DESCRIPTION OF THE TASK = State how many lines in the rows below contain the string "tree". Give only the number.

INPUT DATA =
--- Begin ---

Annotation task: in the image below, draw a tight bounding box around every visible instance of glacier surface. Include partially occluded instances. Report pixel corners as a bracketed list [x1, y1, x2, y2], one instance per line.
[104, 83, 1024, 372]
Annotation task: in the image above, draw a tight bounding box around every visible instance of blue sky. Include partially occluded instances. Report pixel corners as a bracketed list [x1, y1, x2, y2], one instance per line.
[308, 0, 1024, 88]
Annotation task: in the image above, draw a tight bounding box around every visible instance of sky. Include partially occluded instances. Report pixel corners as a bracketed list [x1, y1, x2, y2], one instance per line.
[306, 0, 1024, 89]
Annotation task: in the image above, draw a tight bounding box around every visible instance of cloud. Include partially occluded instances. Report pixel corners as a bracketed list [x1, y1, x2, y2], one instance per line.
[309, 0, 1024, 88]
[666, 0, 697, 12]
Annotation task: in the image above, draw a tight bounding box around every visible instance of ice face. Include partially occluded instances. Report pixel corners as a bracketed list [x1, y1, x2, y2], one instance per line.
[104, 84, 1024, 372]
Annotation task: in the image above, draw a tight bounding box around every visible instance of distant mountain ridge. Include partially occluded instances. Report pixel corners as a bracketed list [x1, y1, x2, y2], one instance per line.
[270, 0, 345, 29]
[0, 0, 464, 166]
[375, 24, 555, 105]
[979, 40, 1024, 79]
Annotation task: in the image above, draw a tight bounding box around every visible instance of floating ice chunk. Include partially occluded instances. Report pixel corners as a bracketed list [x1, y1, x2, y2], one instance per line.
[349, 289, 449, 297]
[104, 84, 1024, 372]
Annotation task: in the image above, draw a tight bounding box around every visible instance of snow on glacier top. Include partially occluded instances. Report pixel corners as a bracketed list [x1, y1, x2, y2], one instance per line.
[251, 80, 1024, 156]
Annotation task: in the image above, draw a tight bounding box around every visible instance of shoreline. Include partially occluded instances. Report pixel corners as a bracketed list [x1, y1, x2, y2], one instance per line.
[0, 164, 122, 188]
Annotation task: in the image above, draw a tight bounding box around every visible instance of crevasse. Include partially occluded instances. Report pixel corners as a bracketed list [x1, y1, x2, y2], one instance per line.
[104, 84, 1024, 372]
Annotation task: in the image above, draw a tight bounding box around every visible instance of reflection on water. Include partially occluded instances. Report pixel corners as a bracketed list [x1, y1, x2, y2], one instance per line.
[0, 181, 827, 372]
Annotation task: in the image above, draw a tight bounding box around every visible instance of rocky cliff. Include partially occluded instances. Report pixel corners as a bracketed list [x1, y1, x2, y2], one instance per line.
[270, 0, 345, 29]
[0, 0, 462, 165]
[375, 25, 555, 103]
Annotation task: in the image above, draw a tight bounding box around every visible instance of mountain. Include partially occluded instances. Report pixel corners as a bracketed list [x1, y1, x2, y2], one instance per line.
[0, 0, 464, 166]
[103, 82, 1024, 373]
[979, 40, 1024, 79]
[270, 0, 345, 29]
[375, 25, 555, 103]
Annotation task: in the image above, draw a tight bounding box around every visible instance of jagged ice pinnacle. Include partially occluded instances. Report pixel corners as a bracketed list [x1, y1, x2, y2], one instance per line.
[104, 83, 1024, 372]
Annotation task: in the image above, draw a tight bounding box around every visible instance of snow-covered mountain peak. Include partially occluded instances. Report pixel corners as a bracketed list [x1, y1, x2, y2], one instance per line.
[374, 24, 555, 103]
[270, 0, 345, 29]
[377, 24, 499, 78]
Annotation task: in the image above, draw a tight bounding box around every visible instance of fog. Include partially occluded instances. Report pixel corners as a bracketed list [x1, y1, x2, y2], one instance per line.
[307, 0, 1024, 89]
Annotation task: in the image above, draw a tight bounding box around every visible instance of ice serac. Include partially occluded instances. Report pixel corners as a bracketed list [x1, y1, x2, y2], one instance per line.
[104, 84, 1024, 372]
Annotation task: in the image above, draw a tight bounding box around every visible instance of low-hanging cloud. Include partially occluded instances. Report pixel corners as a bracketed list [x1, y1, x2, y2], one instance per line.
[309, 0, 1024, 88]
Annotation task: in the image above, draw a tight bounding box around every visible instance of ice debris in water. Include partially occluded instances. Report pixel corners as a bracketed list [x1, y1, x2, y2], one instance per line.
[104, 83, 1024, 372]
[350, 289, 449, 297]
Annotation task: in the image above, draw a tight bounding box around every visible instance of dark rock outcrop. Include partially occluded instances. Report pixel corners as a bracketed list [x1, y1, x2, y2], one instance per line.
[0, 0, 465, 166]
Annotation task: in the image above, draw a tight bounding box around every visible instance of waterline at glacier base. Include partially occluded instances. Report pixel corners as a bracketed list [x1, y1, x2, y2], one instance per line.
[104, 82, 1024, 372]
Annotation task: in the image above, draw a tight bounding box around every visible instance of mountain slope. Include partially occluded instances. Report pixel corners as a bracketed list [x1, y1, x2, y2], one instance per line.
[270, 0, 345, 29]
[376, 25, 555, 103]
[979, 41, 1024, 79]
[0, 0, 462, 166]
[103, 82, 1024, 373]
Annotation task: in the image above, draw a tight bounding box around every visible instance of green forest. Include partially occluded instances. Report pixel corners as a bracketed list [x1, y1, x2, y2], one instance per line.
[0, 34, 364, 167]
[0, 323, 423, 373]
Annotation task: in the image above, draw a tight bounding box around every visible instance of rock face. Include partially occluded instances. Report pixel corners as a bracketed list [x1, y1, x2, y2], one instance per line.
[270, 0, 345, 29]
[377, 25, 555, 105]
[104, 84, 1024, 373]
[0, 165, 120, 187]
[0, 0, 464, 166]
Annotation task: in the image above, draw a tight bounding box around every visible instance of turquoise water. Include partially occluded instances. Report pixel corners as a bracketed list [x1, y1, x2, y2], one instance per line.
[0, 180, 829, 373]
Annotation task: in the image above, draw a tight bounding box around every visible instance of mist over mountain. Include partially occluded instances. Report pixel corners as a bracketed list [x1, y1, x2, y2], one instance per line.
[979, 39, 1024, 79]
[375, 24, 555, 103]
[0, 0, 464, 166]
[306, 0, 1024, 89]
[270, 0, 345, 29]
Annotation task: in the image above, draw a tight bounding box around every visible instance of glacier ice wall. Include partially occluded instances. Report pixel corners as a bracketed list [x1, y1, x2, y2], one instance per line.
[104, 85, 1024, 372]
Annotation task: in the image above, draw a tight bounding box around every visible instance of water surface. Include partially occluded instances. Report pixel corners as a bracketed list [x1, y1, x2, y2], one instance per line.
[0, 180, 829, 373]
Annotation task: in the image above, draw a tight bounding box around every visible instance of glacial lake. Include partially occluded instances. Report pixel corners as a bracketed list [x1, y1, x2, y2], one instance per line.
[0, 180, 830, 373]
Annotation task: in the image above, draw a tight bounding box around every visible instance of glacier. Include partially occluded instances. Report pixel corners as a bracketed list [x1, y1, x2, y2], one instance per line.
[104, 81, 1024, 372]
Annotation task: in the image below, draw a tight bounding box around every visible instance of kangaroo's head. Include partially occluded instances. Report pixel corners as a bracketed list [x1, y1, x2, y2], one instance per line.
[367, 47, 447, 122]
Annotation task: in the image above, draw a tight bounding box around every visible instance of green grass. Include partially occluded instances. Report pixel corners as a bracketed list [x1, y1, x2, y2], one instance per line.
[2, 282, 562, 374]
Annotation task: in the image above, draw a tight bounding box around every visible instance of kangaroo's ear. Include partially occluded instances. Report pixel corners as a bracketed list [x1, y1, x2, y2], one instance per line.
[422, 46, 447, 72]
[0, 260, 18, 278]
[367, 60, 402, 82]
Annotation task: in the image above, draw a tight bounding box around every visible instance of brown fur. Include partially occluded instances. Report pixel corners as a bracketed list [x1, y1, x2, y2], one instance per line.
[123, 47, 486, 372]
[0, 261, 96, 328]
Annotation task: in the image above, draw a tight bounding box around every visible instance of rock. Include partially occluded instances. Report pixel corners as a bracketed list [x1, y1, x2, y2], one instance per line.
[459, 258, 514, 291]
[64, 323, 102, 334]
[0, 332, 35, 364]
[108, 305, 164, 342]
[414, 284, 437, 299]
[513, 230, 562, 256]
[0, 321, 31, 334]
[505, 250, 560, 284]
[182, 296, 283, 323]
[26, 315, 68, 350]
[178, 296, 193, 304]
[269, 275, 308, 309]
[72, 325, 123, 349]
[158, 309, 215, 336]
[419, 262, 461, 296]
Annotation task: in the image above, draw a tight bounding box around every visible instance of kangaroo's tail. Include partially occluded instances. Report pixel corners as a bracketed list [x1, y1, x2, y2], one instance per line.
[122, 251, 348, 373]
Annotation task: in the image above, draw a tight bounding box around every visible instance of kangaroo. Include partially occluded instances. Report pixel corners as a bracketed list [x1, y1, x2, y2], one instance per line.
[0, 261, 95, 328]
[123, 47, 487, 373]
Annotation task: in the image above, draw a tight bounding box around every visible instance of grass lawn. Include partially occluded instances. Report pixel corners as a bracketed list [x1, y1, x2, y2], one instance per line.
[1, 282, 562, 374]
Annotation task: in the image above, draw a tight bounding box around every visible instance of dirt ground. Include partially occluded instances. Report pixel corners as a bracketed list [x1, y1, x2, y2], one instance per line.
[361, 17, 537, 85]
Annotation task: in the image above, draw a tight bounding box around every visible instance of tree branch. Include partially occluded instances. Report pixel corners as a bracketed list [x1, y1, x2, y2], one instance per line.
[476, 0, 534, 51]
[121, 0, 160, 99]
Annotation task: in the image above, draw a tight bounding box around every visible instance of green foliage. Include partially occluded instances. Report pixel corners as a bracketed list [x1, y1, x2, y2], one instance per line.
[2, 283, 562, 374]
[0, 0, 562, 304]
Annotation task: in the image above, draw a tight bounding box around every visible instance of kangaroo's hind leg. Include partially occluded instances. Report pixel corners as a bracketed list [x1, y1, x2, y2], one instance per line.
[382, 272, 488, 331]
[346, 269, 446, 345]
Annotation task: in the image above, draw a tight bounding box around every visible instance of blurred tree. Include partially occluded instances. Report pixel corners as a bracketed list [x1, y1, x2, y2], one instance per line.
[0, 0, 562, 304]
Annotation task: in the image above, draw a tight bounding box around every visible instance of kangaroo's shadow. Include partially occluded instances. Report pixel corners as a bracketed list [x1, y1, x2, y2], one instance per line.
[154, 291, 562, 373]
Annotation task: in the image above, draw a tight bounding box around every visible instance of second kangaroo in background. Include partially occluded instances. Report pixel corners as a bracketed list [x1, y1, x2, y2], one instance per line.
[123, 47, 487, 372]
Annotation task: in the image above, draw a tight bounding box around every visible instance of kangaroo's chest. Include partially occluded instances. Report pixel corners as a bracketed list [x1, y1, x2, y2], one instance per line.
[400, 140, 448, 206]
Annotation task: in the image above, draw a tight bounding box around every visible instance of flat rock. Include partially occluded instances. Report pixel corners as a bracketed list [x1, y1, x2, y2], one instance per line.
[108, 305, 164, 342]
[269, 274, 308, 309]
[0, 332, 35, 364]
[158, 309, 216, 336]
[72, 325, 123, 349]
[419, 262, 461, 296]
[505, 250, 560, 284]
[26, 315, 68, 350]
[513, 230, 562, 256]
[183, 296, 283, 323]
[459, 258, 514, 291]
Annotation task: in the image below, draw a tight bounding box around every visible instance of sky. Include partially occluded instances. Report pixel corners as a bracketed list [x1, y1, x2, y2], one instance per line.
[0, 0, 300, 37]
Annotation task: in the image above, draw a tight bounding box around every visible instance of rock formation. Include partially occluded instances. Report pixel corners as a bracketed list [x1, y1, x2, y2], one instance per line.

--- End ---

WRITTEN ANSWER = 2